TEXT SEGMENT:
--------

Janice was the maid of honor at her sister Donna’s wedding reception in 1954. She wore a wine-colored dress and the bridesmaids and flower girl wore pink dresses. Years later, she was at the reception table at the wedding reception for Donna’s oldest daughter, Debbie.

Grandpa James Franklin Linford used to walk in his sleep. Many of his descendants did, also. This included Janice. On February 15, 1961, Grandpa Linford died at the age of seventy-five. Donna and Janice went to Russon Brothers Mortuary in Salt Lake City to see Grandpa before the rest of the family arrived. Bishop Leo Russon was very solicitous and said he wanted to be sure Grandpa looked like Grandpa. Bishop Russon asked if Grandpa had always been so thin. They told him Grandpa had been very ill and was probably thinner than usual, but he had always been thin. Grandpa was buried in the Logan City Cemetery at the side of Grandma.

The story is told of a time when a young man came to pick Janice up to go on a date, and her little niece, Lynne Putnam, was there. Lynne began singing in a loud voice over and over, “Aunt Jan’s got a boyfriend, Aunt Jan’s got a boyfriend.” Jan was totally mortified.

Song and Dance

During the years 1958 to 1968, Janice was active with single adult organizations consisting of LDS members. She especially enjoyed performing with the “International Folklorics” dancing group, who did dances of different countries. She once said, “No wonder those Russians are so strong. They have to be to dance the way they do!” The group went in three cars to dance in Mexico City, where they had many interesting experiences. For example, one carload hit a cow, and they had to meet with the law and pay for the cow.

She sang with the Sacre Dulce Chorus. They practiced every Sunday after their church meetings. It was an LDS Singles group who put on sacrament meetings with speakers from the chorus and the chorus providing all the musical numbers. The directors of the chorus were Ron Pexton, Fred Blackburn, and Don Crandal. It was a fun group. They had many parties and “singouts” in many areas, some as far away as San Francisco, California. In Zions National Park they camped out and cooked over a fire. At Bear Lake they water skied and had water fights and many fun times.

Janice was on the committee for the Thursday night dances, held every Thursday night at the Terrace Ballroom in downtown Salt Lake City. This was an LDS function. Its attendees had to have a card signed by their bishop stating they were in good standing in their ward.

The Girls

Women from these groups, whom she called, “The Girls”, became her lifelong friends, and they continued to get together for birthdays to play cards – “Wild Horse Rummy,” Pinochle, and “Hand and Foot.” On special occasions they celebrated their birthdays by cooking steaks and eating them with salads, baked potatoes, and Janice’s wonderful strawberry dessert.

“The Girls” went on vacation to Hawaii May 24 to June 1, 1980. While there, some of the sites they visited were the Polynesian Cultural Center, the LDS Temple, Pearl Harbor, and Punch Bowl Cemetery.

Janice, Nancy Anderson, Teresa (Nancy’s young daughter), and Janet Kraus went on a Caribbean seven-to-ten day cruise.

She loved going to plays at Hale Centre Theatre and had season tickets for many years. Later, she took up golf. She joined her friend, Janet Kraus’ Utah Power and Light company Ladies Golf League. They played at Rose Park Golf Course on Redwood Road on Monday afternoons.

--------

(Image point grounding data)
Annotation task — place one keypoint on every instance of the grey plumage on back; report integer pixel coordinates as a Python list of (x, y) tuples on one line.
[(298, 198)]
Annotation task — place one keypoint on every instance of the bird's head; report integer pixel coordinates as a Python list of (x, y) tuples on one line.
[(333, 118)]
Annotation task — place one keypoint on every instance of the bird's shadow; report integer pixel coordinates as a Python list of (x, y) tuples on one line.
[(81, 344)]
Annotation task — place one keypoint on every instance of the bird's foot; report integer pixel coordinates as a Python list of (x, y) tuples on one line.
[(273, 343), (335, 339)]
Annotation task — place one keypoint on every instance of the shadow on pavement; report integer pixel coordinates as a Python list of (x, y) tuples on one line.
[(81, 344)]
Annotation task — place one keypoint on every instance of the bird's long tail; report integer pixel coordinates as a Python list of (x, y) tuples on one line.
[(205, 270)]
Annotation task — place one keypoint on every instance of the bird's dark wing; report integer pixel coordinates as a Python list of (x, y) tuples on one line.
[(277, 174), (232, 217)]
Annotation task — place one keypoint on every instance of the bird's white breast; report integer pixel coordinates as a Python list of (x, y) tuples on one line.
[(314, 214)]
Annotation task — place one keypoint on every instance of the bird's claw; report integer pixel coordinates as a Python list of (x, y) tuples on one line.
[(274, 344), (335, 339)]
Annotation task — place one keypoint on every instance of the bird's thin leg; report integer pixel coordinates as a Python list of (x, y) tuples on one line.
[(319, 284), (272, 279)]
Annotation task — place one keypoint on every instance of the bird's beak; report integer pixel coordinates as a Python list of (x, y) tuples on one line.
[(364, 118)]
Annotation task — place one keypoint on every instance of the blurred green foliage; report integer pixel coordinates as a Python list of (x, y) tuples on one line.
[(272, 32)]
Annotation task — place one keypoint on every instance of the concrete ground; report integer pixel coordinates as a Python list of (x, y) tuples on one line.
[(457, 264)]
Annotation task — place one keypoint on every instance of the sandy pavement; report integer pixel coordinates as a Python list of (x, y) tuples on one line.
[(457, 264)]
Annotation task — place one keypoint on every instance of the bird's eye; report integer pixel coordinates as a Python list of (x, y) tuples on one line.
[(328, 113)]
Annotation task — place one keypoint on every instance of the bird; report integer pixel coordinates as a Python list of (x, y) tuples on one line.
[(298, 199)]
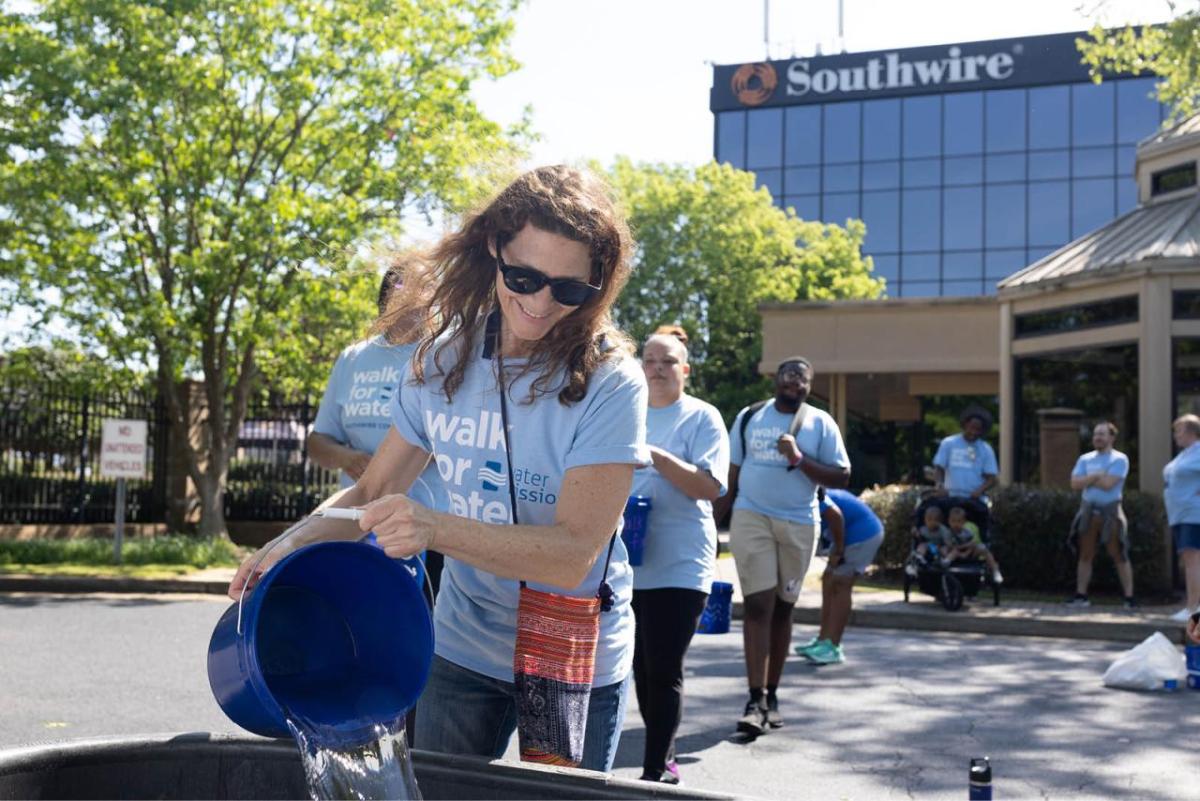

--------

EXERCISE AIM:
Answer these from the passage about Janice:
1. What color was Janice's dress when she was maid of honor at Donna's wedding reception?
2. In which cemetery was Grandpa Linford buried?
3. Where were the Thursday night dances held?
Use only the passage about Janice to answer, not the rows.

ANSWER FOR THIS EXERCISE:
1. Wine-colored
2. The Logan City Cemetery
3. At the Terrace Ballroom in downtown Salt Lake City